Problem details. Print the lines of the data below unchanged, starting with the line that contains "tractor, I would be grateful." and going on through the line that contains "38L60 37L59 62L61", both ends included.

Data shown.
________
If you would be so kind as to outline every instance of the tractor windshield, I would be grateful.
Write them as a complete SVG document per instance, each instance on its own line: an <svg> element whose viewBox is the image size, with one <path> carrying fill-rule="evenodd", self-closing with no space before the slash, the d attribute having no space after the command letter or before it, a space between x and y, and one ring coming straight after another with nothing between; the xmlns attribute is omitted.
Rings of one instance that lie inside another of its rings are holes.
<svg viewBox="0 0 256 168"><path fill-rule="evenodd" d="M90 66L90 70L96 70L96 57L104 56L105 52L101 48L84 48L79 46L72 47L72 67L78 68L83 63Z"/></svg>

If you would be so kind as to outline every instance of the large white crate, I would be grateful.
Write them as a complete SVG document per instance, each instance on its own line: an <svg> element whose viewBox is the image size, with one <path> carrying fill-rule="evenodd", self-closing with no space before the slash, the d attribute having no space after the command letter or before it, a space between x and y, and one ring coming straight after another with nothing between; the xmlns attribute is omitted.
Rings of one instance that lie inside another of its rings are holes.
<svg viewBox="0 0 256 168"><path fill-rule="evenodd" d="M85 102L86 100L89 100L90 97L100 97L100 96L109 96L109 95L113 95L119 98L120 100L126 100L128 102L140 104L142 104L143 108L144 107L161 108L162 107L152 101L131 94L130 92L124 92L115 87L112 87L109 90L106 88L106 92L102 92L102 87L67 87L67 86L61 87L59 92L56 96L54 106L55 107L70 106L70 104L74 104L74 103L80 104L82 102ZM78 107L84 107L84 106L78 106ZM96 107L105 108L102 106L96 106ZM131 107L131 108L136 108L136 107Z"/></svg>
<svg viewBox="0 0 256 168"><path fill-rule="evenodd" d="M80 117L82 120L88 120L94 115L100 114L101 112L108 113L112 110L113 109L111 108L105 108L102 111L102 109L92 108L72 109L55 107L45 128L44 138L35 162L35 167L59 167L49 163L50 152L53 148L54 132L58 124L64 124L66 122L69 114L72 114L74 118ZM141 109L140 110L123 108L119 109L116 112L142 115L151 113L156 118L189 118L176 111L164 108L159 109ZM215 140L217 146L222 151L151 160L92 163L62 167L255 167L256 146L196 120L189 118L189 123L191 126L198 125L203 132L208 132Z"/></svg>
________
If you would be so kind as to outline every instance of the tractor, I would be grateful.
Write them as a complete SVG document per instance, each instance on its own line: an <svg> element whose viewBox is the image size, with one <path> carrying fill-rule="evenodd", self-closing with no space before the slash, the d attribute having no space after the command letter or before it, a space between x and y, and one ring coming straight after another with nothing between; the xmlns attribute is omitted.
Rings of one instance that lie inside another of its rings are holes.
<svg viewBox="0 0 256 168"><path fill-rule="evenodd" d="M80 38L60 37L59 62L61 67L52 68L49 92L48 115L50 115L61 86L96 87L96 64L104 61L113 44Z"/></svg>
________
Result.
If you would be so kind as to outline every instance of the tractor, I would be grateful.
Write them as a complete SVG document per instance, each instance on its own line: an <svg> element whose viewBox is the image size, with one <path> carrying fill-rule="evenodd", self-closing with no space before the slash, the d attribute having no space after the command letter or before it, a space between x and y, and one ring coming straight after another with nothing between; the xmlns attribute is omitted.
Rings of one instance that lie inside another of its rings are holes.
<svg viewBox="0 0 256 168"><path fill-rule="evenodd" d="M80 38L60 37L59 62L61 67L52 68L49 92L48 115L50 115L61 86L96 87L96 64L104 61L113 44Z"/></svg>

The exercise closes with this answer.